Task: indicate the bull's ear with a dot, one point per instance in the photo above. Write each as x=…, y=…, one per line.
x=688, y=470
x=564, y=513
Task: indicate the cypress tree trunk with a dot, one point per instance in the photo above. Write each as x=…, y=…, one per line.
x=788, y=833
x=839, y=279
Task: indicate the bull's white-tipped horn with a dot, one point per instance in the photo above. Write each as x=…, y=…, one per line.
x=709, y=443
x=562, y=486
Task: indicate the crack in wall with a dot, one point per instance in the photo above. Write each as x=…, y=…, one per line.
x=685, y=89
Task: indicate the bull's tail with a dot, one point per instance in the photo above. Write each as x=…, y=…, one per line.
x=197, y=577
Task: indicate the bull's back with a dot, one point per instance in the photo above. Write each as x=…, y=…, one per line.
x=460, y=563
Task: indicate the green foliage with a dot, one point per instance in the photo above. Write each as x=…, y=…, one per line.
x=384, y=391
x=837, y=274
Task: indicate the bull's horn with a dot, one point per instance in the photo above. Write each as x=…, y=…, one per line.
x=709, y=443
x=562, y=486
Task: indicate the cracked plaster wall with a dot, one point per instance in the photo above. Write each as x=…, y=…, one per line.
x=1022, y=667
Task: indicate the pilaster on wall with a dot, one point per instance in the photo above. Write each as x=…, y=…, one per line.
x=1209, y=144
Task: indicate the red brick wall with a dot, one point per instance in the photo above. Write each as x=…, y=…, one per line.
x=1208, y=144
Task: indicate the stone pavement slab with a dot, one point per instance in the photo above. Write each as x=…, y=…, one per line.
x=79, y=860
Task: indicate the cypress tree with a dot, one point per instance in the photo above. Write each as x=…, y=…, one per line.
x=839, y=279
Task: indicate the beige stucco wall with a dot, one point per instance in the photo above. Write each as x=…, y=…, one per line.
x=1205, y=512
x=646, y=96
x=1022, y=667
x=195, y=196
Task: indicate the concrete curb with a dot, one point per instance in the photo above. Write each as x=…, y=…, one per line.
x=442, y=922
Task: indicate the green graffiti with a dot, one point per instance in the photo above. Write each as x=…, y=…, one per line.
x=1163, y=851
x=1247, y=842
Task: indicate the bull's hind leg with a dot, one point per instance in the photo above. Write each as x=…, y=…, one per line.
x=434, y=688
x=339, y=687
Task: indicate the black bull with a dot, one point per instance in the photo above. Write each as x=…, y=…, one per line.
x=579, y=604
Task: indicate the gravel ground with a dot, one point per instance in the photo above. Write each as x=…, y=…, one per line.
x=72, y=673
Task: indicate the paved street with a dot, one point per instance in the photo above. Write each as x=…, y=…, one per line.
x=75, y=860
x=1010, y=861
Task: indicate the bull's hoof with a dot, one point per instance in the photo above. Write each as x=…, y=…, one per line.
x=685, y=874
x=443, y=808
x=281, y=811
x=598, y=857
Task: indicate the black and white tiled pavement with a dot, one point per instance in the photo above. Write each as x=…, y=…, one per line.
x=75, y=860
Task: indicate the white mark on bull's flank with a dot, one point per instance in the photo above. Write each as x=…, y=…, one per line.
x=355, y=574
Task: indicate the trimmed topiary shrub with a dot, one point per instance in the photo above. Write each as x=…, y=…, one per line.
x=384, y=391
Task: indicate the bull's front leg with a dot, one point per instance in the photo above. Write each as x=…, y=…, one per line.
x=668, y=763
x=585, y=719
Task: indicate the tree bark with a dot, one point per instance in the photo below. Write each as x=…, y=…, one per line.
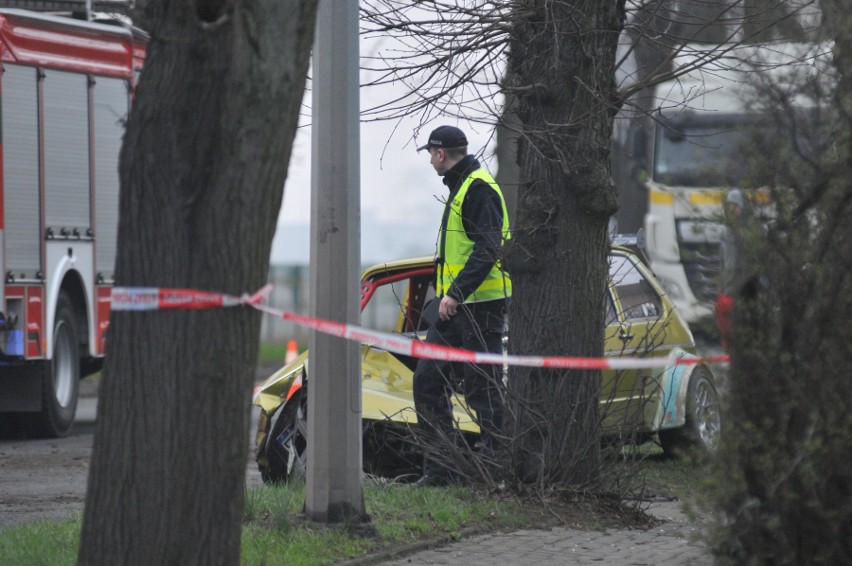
x=563, y=59
x=202, y=173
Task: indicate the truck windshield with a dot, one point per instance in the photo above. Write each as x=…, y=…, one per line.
x=701, y=156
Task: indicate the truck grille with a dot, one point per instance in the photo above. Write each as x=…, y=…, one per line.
x=702, y=263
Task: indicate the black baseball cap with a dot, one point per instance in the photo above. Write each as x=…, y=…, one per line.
x=445, y=137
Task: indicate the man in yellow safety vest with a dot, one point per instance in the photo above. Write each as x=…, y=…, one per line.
x=469, y=311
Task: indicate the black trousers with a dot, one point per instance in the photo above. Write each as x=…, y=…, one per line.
x=478, y=327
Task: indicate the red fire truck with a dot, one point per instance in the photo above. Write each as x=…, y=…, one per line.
x=65, y=92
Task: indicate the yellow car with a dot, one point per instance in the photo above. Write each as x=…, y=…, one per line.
x=676, y=402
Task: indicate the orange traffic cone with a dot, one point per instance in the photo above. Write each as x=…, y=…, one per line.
x=292, y=352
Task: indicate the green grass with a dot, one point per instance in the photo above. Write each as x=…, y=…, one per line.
x=42, y=543
x=274, y=533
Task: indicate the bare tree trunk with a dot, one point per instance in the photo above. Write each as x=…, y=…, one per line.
x=563, y=59
x=202, y=173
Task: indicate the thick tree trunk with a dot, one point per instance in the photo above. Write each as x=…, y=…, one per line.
x=202, y=173
x=563, y=59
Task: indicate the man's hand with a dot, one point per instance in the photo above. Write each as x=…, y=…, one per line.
x=447, y=308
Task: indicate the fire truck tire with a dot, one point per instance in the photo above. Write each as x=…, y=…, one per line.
x=60, y=376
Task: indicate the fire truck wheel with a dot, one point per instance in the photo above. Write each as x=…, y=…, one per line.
x=60, y=376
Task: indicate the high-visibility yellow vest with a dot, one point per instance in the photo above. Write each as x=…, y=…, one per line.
x=457, y=247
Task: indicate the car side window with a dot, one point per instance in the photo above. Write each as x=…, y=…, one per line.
x=639, y=300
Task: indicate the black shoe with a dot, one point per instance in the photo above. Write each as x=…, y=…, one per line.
x=433, y=480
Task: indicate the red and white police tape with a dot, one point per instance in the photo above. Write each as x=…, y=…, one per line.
x=153, y=298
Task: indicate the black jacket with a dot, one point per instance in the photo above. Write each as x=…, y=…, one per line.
x=482, y=218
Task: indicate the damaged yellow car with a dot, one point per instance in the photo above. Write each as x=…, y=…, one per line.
x=678, y=403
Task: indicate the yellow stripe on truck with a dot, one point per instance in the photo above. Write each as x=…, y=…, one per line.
x=707, y=197
x=658, y=197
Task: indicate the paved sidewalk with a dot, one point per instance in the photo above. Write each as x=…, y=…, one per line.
x=673, y=542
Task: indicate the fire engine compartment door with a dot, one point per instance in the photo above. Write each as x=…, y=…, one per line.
x=22, y=210
x=66, y=153
x=111, y=103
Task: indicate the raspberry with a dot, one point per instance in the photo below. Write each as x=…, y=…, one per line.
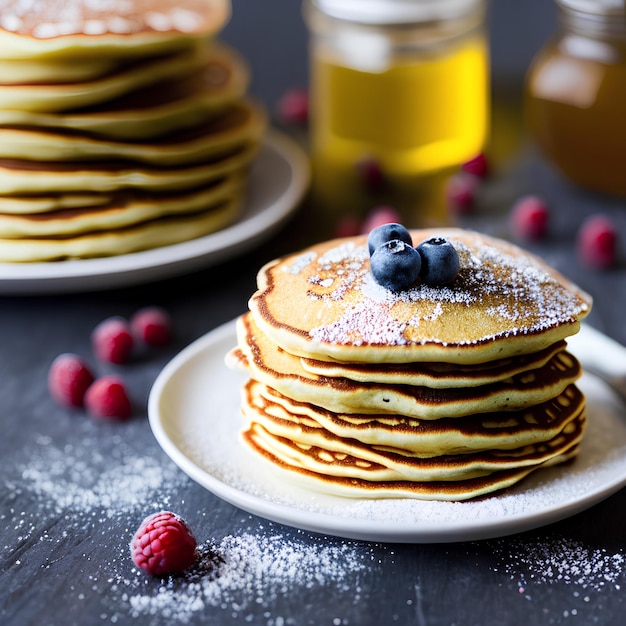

+ + + +

◆ **Aim of the exercise**
Starting with the line that contains "Task: indicate the fire truck tire" and going on through the end of the material, write out every line again, requests included, with each point coordinate multiplied by 0.6 and rounded to a whole number, halves rounded up. Leave the pictures out.

◆ **Correct output**
Task: indicate the fire truck tire with a dot, one point per instance in the photo above. Write each as x=…, y=…, one per line.
x=36, y=226
Task: indicate the fire truck wheel with a dot, one point per instance in the photo above. Write each as x=…, y=…, one per line.
x=36, y=226
Task: indicate the high-visibility yellow vest with a dot, one point per instance in the photo above. Write each as x=…, y=…, one per line.
x=274, y=148
Task: indicate the car side window with a dot, one point per instance in the photo above. Write each as x=…, y=…, one per line.
x=383, y=180
Task: indicate the black shoe with a dot, one point per instance in the photo above. Write each as x=…, y=…, one per line.
x=260, y=288
Task: indicate the red and white police tape with a dot, one point per instance in the photo above. Write each as x=…, y=…, one per line.
x=92, y=179
Task: indicate the black jacket with a dot, one point per instance in the photo above. Write each as x=…, y=…, one per line.
x=289, y=131
Task: indicate the damaged yellow car with a dot, one point per instance in the photo above. Write each as x=…, y=…, one per line.
x=407, y=242
Task: indicate the yellow stripe on truck with a dot, one point per instance in the photo above. Write each as x=…, y=…, one per line.
x=424, y=118
x=395, y=118
Task: indicate the paved sidewalk with a dot, one point per instance in the photo above. Write each as x=…, y=…, one per line.
x=404, y=325
Task: indicate the fire engine compartment door with a dot, one point per instance in the photo above. Write each as x=…, y=…, one per line.
x=13, y=126
x=40, y=92
x=67, y=62
Task: indicate the raspberry with a dot, one point per instance in the photo below. Write each as x=…, y=…, one per line.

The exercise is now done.